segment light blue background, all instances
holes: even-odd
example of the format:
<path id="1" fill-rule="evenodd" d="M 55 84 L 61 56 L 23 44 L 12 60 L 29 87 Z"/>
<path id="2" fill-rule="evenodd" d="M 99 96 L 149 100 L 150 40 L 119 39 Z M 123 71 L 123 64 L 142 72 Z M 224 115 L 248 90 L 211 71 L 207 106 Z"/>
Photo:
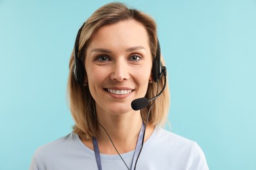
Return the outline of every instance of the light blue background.
<path id="1" fill-rule="evenodd" d="M 108 2 L 0 0 L 0 169 L 28 169 L 38 146 L 72 131 L 75 37 Z M 197 141 L 211 169 L 256 169 L 256 1 L 126 3 L 157 21 L 171 130 Z"/>

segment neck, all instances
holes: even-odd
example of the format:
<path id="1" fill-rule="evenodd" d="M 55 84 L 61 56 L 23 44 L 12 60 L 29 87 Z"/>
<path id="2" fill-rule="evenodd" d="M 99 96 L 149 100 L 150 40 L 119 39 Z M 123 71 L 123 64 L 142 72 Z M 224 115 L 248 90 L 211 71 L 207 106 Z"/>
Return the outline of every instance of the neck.
<path id="1" fill-rule="evenodd" d="M 140 131 L 142 120 L 139 111 L 115 115 L 97 112 L 98 122 L 104 127 L 119 154 L 134 150 Z M 147 126 L 144 142 L 150 137 L 154 126 Z M 93 150 L 92 141 L 82 139 L 83 143 Z M 117 154 L 112 143 L 105 130 L 98 125 L 97 141 L 100 152 L 105 154 Z"/>

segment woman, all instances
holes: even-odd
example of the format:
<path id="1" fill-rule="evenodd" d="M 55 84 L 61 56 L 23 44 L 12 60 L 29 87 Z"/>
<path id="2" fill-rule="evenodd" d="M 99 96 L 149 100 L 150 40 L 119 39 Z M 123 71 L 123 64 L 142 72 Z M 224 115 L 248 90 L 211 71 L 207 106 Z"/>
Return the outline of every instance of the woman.
<path id="1" fill-rule="evenodd" d="M 96 10 L 70 61 L 74 131 L 37 149 L 30 169 L 208 169 L 196 143 L 159 126 L 169 101 L 160 48 L 147 14 L 118 3 Z"/>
----
• INSTRUCTIONS TO FOLLOW
Copy every row above verbatim, omitting the pictures.

• FINISHED ANSWER
segment light blue background, all instances
holes: even-odd
example of the format:
<path id="1" fill-rule="evenodd" d="M 55 84 L 61 56 L 23 44 L 12 60 L 29 87 Z"/>
<path id="2" fill-rule="evenodd" d="M 99 96 L 149 100 L 150 40 L 119 39 Z M 123 71 L 123 64 L 142 72 Z M 224 115 L 248 90 L 211 71 L 207 106 Z"/>
Photo:
Return the outline of every instance of the light blue background.
<path id="1" fill-rule="evenodd" d="M 108 2 L 0 0 L 0 169 L 28 169 L 38 146 L 72 131 L 75 37 Z M 197 141 L 211 169 L 256 169 L 256 1 L 126 3 L 157 21 L 171 130 Z"/>

segment neck, all instances
holes: even-odd
example of the format:
<path id="1" fill-rule="evenodd" d="M 55 84 L 61 56 L 23 44 L 12 60 L 29 87 Z"/>
<path id="2" fill-rule="evenodd" d="M 99 96 L 149 100 L 150 40 L 119 39 Z M 123 71 L 123 64 L 142 72 Z M 224 115 L 248 90 L 211 71 L 207 106 Z"/>
Return the outline of every instance of the neck.
<path id="1" fill-rule="evenodd" d="M 140 131 L 142 120 L 139 111 L 115 115 L 97 112 L 98 122 L 104 127 L 119 154 L 134 150 Z M 147 126 L 144 142 L 150 137 L 154 126 Z M 93 150 L 92 141 L 82 139 L 83 143 Z M 117 154 L 112 143 L 105 130 L 98 125 L 97 141 L 100 152 L 105 154 Z"/>

segment woman, all instances
holes: even-odd
example of the format:
<path id="1" fill-rule="evenodd" d="M 55 84 L 61 56 L 23 44 L 12 60 L 29 87 Z"/>
<path id="2" fill-rule="evenodd" d="M 99 96 L 149 100 L 150 40 L 119 39 Z M 123 71 L 123 64 L 142 72 Z M 224 115 L 248 90 L 211 71 L 207 106 Z"/>
Return the outline of every instance of the woman.
<path id="1" fill-rule="evenodd" d="M 96 10 L 70 61 L 74 131 L 37 149 L 30 169 L 208 169 L 196 143 L 159 126 L 169 101 L 160 48 L 147 14 L 118 3 Z"/>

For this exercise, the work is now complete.